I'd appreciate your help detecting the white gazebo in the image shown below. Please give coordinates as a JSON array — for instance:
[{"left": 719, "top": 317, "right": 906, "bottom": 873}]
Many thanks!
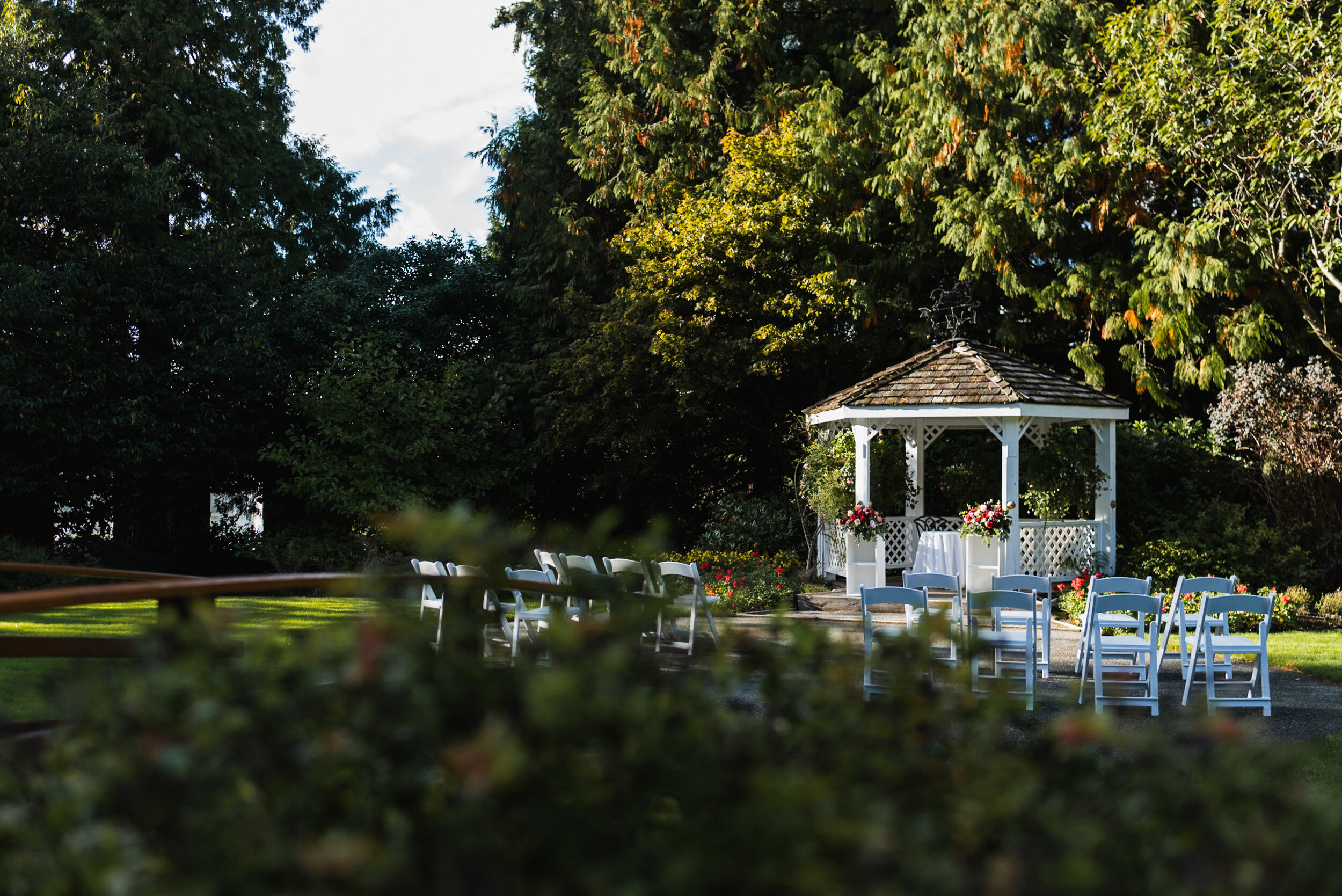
[{"left": 807, "top": 338, "right": 1127, "bottom": 581}]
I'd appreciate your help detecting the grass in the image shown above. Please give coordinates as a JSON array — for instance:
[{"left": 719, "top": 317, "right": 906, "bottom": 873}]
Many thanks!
[
  {"left": 0, "top": 597, "right": 376, "bottom": 719},
  {"left": 1267, "top": 629, "right": 1342, "bottom": 684}
]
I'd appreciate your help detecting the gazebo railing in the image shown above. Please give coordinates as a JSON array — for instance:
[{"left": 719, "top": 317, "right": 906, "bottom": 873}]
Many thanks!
[
  {"left": 1020, "top": 519, "right": 1106, "bottom": 576},
  {"left": 816, "top": 516, "right": 1105, "bottom": 576}
]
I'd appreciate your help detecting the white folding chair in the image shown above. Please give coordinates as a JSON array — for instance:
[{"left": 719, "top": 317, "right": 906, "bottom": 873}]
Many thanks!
[
  {"left": 658, "top": 560, "right": 722, "bottom": 656},
  {"left": 411, "top": 559, "right": 447, "bottom": 618},
  {"left": 601, "top": 557, "right": 665, "bottom": 652},
  {"left": 560, "top": 554, "right": 611, "bottom": 622},
  {"left": 411, "top": 559, "right": 448, "bottom": 649},
  {"left": 1184, "top": 594, "right": 1277, "bottom": 715},
  {"left": 499, "top": 566, "right": 555, "bottom": 657},
  {"left": 965, "top": 590, "right": 1038, "bottom": 710},
  {"left": 533, "top": 547, "right": 572, "bottom": 585},
  {"left": 1076, "top": 592, "right": 1161, "bottom": 715},
  {"left": 993, "top": 576, "right": 1054, "bottom": 679},
  {"left": 858, "top": 585, "right": 928, "bottom": 700},
  {"left": 905, "top": 573, "right": 964, "bottom": 665},
  {"left": 448, "top": 563, "right": 497, "bottom": 656},
  {"left": 1076, "top": 576, "right": 1158, "bottom": 675},
  {"left": 1159, "top": 576, "right": 1239, "bottom": 679}
]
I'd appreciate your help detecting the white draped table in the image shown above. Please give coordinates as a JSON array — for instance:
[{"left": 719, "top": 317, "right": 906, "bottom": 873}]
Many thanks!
[{"left": 911, "top": 533, "right": 965, "bottom": 582}]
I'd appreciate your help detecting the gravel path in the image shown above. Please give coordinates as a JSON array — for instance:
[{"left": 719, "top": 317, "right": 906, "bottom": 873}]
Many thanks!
[{"left": 721, "top": 611, "right": 1342, "bottom": 739}]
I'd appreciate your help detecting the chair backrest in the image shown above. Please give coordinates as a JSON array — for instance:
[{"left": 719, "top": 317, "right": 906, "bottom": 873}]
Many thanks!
[
  {"left": 411, "top": 559, "right": 447, "bottom": 576},
  {"left": 411, "top": 558, "right": 447, "bottom": 606},
  {"left": 601, "top": 557, "right": 646, "bottom": 576},
  {"left": 859, "top": 585, "right": 928, "bottom": 613},
  {"left": 965, "top": 589, "right": 1035, "bottom": 613},
  {"left": 658, "top": 560, "right": 699, "bottom": 585},
  {"left": 504, "top": 566, "right": 555, "bottom": 585},
  {"left": 601, "top": 557, "right": 658, "bottom": 592},
  {"left": 1175, "top": 576, "right": 1240, "bottom": 600},
  {"left": 1090, "top": 576, "right": 1151, "bottom": 594},
  {"left": 905, "top": 573, "right": 960, "bottom": 594},
  {"left": 1090, "top": 592, "right": 1161, "bottom": 625},
  {"left": 1202, "top": 594, "right": 1275, "bottom": 622},
  {"left": 534, "top": 547, "right": 572, "bottom": 585},
  {"left": 993, "top": 576, "right": 1051, "bottom": 594},
  {"left": 560, "top": 554, "right": 606, "bottom": 576},
  {"left": 654, "top": 560, "right": 703, "bottom": 594}
]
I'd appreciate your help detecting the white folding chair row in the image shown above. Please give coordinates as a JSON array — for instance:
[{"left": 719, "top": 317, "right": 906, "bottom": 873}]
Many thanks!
[
  {"left": 1184, "top": 594, "right": 1277, "bottom": 715},
  {"left": 657, "top": 560, "right": 722, "bottom": 656},
  {"left": 411, "top": 558, "right": 447, "bottom": 618},
  {"left": 858, "top": 577, "right": 934, "bottom": 700},
  {"left": 1076, "top": 595, "right": 1161, "bottom": 715},
  {"left": 965, "top": 590, "right": 1039, "bottom": 710},
  {"left": 903, "top": 573, "right": 964, "bottom": 665},
  {"left": 534, "top": 549, "right": 608, "bottom": 620},
  {"left": 1075, "top": 576, "right": 1159, "bottom": 673},
  {"left": 992, "top": 576, "right": 1054, "bottom": 679},
  {"left": 1159, "top": 576, "right": 1239, "bottom": 680}
]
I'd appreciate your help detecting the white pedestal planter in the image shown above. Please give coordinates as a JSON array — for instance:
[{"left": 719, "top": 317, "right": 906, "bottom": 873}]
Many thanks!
[
  {"left": 964, "top": 535, "right": 1001, "bottom": 592},
  {"left": 843, "top": 533, "right": 886, "bottom": 597}
]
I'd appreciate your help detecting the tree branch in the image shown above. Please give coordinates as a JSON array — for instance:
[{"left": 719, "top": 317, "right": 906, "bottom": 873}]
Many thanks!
[
  {"left": 1285, "top": 283, "right": 1342, "bottom": 360},
  {"left": 1310, "top": 240, "right": 1342, "bottom": 293}
]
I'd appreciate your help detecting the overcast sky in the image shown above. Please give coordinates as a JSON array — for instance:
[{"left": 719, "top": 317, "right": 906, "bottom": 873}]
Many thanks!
[{"left": 290, "top": 0, "right": 530, "bottom": 243}]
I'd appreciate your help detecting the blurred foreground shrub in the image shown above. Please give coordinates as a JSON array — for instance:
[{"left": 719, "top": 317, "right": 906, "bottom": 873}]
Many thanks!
[
  {"left": 694, "top": 492, "right": 807, "bottom": 554},
  {"left": 0, "top": 595, "right": 1342, "bottom": 896}
]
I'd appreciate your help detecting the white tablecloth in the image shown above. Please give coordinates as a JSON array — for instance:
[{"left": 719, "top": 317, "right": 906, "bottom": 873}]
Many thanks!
[{"left": 913, "top": 533, "right": 965, "bottom": 582}]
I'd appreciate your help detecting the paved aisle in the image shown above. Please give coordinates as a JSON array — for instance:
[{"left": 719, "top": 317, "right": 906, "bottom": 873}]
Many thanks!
[{"left": 722, "top": 611, "right": 1342, "bottom": 739}]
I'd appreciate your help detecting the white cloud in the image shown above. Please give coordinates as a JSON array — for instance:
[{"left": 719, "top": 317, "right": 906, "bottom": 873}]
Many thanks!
[{"left": 290, "top": 0, "right": 530, "bottom": 243}]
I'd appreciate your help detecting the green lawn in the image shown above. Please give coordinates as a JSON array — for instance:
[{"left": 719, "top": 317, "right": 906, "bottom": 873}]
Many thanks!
[
  {"left": 1255, "top": 629, "right": 1342, "bottom": 684},
  {"left": 0, "top": 597, "right": 377, "bottom": 719}
]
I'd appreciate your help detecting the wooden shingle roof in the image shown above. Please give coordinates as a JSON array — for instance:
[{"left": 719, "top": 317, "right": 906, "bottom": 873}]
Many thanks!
[{"left": 807, "top": 339, "right": 1127, "bottom": 413}]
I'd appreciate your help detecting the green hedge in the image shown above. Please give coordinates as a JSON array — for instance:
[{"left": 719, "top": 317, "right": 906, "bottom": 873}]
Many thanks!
[{"left": 0, "top": 595, "right": 1342, "bottom": 896}]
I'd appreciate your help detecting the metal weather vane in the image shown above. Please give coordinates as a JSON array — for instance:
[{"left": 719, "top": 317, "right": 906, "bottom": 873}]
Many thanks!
[{"left": 918, "top": 280, "right": 979, "bottom": 344}]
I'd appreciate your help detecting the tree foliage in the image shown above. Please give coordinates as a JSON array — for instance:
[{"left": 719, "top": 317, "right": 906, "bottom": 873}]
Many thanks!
[{"left": 1091, "top": 0, "right": 1342, "bottom": 362}]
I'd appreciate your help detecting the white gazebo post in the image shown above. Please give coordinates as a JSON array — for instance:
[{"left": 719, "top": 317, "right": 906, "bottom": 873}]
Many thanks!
[
  {"left": 844, "top": 424, "right": 886, "bottom": 594},
  {"left": 905, "top": 417, "right": 928, "bottom": 516},
  {"left": 1000, "top": 419, "right": 1020, "bottom": 576},
  {"left": 1091, "top": 420, "right": 1118, "bottom": 573},
  {"left": 852, "top": 424, "right": 879, "bottom": 507}
]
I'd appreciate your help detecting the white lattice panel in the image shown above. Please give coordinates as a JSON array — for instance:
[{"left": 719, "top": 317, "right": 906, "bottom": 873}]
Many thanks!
[
  {"left": 816, "top": 520, "right": 848, "bottom": 576},
  {"left": 1020, "top": 519, "right": 1103, "bottom": 576}
]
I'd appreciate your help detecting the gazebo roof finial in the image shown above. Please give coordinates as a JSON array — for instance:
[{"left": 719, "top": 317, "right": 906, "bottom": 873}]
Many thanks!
[{"left": 918, "top": 280, "right": 979, "bottom": 345}]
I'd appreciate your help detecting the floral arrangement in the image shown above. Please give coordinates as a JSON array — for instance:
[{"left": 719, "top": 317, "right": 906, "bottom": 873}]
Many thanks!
[
  {"left": 835, "top": 503, "right": 886, "bottom": 542},
  {"left": 658, "top": 550, "right": 801, "bottom": 616},
  {"left": 960, "top": 503, "right": 1016, "bottom": 544},
  {"left": 1055, "top": 569, "right": 1100, "bottom": 622}
]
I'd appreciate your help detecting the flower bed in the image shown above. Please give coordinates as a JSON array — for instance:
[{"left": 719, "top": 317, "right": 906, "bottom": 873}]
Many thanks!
[
  {"left": 1056, "top": 576, "right": 1303, "bottom": 633},
  {"left": 662, "top": 550, "right": 801, "bottom": 616}
]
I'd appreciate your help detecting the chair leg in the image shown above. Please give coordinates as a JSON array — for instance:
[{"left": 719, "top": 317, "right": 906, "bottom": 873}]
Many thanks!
[
  {"left": 1202, "top": 629, "right": 1216, "bottom": 715},
  {"left": 1259, "top": 646, "right": 1272, "bottom": 715},
  {"left": 1025, "top": 625, "right": 1047, "bottom": 712},
  {"left": 689, "top": 601, "right": 699, "bottom": 656},
  {"left": 1043, "top": 620, "right": 1054, "bottom": 679},
  {"left": 703, "top": 606, "right": 722, "bottom": 648},
  {"left": 1090, "top": 627, "right": 1105, "bottom": 715}
]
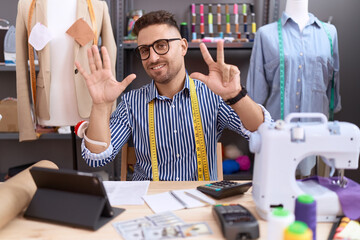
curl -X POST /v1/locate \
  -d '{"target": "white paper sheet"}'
[103,181,150,206]
[143,189,211,213]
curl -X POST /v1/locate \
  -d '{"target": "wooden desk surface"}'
[0,182,332,240]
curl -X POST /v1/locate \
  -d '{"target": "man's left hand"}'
[190,41,241,100]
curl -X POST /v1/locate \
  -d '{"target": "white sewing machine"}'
[250,113,360,222]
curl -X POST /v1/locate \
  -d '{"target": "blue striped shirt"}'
[82,74,271,181]
[246,12,341,120]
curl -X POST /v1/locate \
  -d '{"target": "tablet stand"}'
[24,188,125,230]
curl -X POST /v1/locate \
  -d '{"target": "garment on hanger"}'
[246,12,341,120]
[16,0,116,141]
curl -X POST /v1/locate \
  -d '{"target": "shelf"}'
[0,65,16,72]
[120,42,254,50]
[0,132,71,140]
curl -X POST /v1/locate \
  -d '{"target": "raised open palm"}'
[75,45,136,104]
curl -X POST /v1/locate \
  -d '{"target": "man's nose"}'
[148,47,159,62]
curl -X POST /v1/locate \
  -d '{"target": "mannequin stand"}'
[70,126,78,171]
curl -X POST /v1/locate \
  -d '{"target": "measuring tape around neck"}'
[87,0,98,45]
[27,0,36,109]
[277,18,335,121]
[149,77,210,181]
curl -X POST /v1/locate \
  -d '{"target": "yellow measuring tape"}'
[27,0,98,108]
[27,0,36,109]
[149,77,210,181]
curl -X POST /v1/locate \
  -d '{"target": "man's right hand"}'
[75,45,136,105]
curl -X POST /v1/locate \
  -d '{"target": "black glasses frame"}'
[134,38,181,61]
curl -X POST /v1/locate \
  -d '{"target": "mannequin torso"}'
[285,0,309,32]
[38,0,83,126]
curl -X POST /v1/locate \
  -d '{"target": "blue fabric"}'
[246,12,341,120]
[82,72,271,181]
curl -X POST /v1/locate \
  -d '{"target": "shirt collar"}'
[281,11,321,28]
[147,71,190,103]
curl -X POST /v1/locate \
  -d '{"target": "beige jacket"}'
[16,0,116,142]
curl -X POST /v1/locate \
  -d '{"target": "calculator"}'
[197,180,252,199]
[213,204,260,240]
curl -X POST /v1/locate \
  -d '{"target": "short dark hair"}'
[132,10,180,36]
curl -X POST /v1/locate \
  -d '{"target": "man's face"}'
[138,24,187,84]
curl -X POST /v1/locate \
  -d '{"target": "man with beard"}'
[76,11,271,181]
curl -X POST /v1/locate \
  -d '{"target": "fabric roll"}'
[0,160,58,229]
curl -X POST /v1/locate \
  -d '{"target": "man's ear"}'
[181,38,188,56]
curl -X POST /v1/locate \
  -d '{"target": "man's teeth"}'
[153,65,164,70]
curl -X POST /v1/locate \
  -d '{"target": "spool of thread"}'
[295,194,316,240]
[180,22,189,42]
[283,221,313,240]
[267,208,295,240]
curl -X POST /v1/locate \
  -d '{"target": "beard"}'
━━━━
» Détails de la tâche
Veuillez relever toutes les lignes des entrées ci-dessus qui contiennent la chaîne « tape », en les recopiant intégralement.

» Solution ci-dessous
  -d '{"target": "measuring tape around neck"}'
  -d '{"target": "yellow measuring tape"}'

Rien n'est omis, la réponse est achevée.